═══ Available records ═══

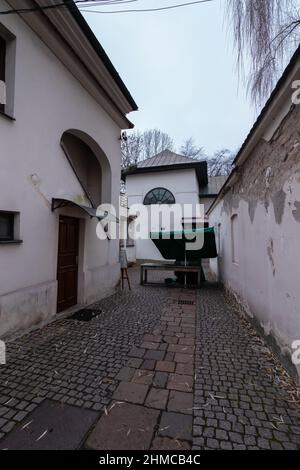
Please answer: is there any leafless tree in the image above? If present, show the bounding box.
[121,129,174,168]
[143,129,174,158]
[121,131,144,168]
[180,137,206,160]
[225,0,300,104]
[207,149,234,176]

═══

**Instructions for the task:**
Return all of the data above line for line, with no changes, but leave out the picture.

**Solution:**
Please answer: is there any leafless tree in the image above? If present, show the bounding box.
[121,129,174,168]
[143,129,174,158]
[121,131,144,168]
[180,137,206,160]
[225,0,300,104]
[207,149,234,176]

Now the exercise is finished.